AVAILABLE RECORDS -
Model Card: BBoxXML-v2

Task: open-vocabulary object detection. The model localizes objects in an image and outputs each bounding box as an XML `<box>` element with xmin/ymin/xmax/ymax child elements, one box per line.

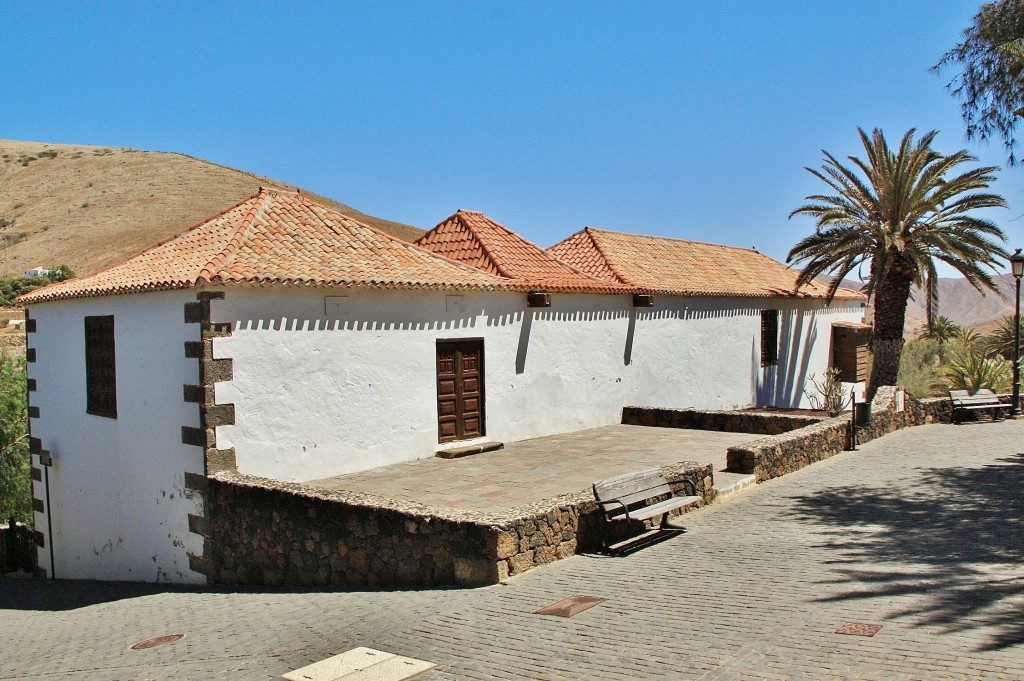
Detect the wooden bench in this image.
<box><xmin>594</xmin><ymin>467</ymin><xmax>702</xmax><ymax>553</ymax></box>
<box><xmin>949</xmin><ymin>388</ymin><xmax>1013</xmax><ymax>423</ymax></box>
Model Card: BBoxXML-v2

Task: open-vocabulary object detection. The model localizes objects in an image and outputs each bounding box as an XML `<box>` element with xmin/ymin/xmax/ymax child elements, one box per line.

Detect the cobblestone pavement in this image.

WRITTEN INSTRUCTION - Rewrite the rows above as a Markdown table with the columns "No." and "Line", giving each non-blank line its own numbered row. Skip the blank lines and leave the pictures out.

TASK SOLUTION -
| No. | Line |
|---|---|
| 1 | Model Card: BBoxXML-v2 |
| 2 | Task: open-vocabulary object detection. The model localizes objects in an image and outputs each bounding box as an XML `<box>` element with xmin/ymin/xmax/ymax child elements, one box per line. |
| 3 | Detect the wooden bench in this image. |
| 4 | <box><xmin>594</xmin><ymin>467</ymin><xmax>702</xmax><ymax>553</ymax></box> |
| 5 | <box><xmin>949</xmin><ymin>388</ymin><xmax>1013</xmax><ymax>423</ymax></box> |
| 6 | Model Card: BBoxXML-v2 |
| 7 | Task: open-vocabulary object detection. The model localizes objects in an image and outputs each bounding box as an XML `<box>` element with xmin/ymin/xmax/ymax child elements, one box per line. |
| 8 | Detect the cobblestone pavement in this image. |